- STATED TASK -
Arrange as a numbered list the lines of the records, skipping blank ones, beginning with the line that contains "Please indicate the plaid" and running through the end of the records.

[Records from a point labeling set]
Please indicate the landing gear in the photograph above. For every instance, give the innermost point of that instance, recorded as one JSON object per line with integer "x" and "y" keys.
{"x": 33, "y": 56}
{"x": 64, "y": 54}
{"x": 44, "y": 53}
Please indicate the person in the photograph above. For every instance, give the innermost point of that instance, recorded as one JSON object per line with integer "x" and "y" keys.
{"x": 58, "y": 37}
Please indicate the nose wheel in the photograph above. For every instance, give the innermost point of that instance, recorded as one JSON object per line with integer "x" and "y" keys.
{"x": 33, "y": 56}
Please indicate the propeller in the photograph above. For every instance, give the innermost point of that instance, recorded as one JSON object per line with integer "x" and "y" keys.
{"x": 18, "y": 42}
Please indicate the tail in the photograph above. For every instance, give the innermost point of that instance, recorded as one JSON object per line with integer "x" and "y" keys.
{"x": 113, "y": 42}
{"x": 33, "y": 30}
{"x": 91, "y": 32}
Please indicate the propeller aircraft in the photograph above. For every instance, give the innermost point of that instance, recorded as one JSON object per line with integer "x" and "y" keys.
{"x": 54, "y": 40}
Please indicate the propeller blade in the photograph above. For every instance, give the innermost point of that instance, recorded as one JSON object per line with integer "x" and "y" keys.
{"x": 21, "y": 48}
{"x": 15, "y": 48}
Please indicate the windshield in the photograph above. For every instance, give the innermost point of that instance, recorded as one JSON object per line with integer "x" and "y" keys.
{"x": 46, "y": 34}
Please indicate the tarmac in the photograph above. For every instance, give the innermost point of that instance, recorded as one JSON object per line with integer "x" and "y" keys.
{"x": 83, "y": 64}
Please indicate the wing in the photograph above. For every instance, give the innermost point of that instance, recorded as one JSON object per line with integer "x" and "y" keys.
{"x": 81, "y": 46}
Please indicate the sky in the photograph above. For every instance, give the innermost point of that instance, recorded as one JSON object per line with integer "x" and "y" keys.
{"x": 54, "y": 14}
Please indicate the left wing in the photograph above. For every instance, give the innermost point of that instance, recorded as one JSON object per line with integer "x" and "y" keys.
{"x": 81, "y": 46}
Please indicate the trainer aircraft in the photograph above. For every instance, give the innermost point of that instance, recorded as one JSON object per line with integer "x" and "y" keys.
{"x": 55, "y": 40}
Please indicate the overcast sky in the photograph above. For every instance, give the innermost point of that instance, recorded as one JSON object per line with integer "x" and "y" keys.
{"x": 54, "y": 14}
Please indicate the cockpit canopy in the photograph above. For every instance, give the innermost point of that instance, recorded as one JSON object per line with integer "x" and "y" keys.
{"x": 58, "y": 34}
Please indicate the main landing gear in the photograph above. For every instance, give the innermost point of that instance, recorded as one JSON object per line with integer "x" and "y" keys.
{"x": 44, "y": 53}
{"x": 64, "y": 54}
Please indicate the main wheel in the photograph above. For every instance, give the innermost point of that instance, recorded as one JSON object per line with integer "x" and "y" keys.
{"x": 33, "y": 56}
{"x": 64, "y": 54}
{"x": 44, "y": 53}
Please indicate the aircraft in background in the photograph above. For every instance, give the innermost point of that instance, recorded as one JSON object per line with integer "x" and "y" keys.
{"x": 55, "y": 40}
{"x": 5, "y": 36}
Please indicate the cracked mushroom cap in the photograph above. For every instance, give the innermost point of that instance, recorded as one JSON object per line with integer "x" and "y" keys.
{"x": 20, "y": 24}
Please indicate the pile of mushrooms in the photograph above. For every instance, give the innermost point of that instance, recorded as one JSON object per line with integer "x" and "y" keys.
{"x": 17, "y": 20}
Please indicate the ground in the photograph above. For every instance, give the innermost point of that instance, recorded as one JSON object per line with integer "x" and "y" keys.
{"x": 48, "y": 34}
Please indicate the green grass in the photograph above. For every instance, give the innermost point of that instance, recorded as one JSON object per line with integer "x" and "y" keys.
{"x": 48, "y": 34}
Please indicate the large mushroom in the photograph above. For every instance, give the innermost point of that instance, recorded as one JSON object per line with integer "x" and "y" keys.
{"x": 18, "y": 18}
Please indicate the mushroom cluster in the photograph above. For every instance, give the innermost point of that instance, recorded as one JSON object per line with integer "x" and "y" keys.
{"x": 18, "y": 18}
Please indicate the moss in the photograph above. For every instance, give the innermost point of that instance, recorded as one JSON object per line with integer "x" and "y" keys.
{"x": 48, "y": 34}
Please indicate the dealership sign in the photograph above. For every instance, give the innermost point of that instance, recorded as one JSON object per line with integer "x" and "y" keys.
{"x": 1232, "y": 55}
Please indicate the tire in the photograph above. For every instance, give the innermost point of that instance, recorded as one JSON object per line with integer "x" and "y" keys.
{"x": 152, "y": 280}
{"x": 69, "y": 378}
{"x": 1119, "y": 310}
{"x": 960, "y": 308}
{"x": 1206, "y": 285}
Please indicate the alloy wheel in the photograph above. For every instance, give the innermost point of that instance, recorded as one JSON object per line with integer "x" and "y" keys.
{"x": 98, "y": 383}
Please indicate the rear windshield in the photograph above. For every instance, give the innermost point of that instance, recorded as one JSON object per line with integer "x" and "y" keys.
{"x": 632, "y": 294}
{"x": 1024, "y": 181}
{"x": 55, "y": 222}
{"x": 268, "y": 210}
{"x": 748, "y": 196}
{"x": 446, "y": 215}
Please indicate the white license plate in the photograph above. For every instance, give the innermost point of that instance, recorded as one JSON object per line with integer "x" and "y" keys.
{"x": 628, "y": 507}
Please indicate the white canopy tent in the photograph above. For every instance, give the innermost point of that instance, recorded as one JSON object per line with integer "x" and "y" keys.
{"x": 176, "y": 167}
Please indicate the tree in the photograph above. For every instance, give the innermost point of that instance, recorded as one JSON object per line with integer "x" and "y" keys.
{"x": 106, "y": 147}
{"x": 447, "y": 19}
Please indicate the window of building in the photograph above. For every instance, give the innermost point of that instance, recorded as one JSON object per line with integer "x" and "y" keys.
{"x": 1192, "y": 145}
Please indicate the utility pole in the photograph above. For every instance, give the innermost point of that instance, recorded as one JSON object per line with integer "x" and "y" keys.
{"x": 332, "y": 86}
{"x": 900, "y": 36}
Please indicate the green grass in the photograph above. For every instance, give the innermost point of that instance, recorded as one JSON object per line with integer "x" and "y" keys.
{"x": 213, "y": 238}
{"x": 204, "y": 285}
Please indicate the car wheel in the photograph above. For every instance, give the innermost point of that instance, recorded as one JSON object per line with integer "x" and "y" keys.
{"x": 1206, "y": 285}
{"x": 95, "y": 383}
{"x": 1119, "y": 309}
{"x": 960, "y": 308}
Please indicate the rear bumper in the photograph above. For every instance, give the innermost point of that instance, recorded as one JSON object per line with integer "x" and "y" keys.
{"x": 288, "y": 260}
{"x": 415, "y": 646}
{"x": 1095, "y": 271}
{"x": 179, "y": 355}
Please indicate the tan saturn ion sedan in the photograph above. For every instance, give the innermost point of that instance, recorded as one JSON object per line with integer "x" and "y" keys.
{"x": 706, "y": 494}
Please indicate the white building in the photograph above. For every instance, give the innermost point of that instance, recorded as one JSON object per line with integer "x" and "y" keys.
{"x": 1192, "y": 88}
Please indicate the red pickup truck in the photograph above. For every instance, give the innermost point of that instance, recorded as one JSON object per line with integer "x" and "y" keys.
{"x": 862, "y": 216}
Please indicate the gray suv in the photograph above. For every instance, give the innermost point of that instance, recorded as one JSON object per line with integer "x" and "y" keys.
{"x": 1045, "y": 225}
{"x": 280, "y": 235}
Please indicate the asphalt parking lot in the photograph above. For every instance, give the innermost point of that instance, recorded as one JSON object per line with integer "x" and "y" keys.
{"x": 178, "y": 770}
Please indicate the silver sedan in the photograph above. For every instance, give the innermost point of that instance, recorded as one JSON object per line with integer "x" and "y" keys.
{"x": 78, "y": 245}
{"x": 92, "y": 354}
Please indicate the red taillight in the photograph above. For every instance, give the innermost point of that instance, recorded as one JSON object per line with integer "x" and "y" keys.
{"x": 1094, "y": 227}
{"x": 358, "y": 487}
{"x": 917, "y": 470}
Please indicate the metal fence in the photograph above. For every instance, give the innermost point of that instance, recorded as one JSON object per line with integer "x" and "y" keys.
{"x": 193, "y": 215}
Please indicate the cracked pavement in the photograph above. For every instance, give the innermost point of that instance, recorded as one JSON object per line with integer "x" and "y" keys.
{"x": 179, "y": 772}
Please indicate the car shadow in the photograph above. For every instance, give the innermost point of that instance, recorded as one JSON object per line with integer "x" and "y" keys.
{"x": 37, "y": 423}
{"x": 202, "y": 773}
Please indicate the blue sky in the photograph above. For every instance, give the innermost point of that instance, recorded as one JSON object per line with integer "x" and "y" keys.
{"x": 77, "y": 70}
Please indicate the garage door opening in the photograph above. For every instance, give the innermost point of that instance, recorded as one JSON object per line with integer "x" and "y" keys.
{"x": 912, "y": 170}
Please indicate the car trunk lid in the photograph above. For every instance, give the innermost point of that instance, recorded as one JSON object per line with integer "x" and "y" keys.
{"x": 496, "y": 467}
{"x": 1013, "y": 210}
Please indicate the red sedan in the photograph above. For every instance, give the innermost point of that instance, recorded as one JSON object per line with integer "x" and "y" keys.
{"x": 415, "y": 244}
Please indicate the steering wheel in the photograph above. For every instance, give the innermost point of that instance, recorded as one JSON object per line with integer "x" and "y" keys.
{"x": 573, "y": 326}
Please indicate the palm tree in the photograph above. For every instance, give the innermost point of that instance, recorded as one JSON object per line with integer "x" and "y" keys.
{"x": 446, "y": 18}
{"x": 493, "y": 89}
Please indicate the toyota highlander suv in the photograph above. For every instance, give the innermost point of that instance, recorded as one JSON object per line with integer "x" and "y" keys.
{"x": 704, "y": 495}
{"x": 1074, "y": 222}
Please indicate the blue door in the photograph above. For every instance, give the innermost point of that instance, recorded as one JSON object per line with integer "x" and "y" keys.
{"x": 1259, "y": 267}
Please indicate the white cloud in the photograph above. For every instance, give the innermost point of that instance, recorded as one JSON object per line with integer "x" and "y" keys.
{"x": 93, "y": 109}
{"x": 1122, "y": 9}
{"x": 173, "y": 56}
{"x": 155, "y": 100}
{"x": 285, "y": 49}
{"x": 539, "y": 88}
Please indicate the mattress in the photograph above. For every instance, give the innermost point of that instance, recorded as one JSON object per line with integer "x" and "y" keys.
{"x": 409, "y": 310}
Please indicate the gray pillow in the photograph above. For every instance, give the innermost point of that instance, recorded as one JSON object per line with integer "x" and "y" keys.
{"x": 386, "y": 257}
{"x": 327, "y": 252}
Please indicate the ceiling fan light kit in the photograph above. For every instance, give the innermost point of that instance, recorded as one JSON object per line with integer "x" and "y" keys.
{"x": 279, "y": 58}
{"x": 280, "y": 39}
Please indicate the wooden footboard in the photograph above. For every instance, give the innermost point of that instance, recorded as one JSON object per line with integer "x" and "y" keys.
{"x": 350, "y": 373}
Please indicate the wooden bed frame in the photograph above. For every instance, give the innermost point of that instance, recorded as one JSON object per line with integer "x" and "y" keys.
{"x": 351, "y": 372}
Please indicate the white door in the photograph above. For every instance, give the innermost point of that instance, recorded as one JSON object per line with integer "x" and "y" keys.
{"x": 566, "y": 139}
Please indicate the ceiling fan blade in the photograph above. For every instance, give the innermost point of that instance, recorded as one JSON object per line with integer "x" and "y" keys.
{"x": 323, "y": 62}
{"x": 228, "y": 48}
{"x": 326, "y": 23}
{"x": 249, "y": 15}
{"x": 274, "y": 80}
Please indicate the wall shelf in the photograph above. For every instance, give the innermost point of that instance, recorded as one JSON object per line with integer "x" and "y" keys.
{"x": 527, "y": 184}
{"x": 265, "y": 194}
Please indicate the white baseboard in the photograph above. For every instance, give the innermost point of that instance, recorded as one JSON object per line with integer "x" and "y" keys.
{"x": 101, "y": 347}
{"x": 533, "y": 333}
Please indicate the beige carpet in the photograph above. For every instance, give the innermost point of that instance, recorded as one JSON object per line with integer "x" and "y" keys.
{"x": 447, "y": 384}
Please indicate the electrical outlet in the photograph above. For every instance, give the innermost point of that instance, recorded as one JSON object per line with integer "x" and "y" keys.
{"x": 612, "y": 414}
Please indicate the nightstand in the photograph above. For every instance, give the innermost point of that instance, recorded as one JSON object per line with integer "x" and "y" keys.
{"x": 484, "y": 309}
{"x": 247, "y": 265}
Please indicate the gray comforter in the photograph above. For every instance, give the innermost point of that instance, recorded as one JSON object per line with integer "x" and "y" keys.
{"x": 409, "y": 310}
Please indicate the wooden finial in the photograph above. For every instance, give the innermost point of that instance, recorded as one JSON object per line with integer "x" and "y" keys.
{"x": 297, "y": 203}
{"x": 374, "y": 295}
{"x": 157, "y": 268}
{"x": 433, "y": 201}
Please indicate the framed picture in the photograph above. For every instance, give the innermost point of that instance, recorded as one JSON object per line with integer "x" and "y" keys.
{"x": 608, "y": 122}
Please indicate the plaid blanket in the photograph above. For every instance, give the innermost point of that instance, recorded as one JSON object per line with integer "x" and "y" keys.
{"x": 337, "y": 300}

- COMPLETE RESPONSE -
1. Please indicate the plaid blanket in the photograph above. For every instance, give the innermost point of that instance, recorded as one JSON object per line with integer "x" and "y" keys.
2. {"x": 337, "y": 300}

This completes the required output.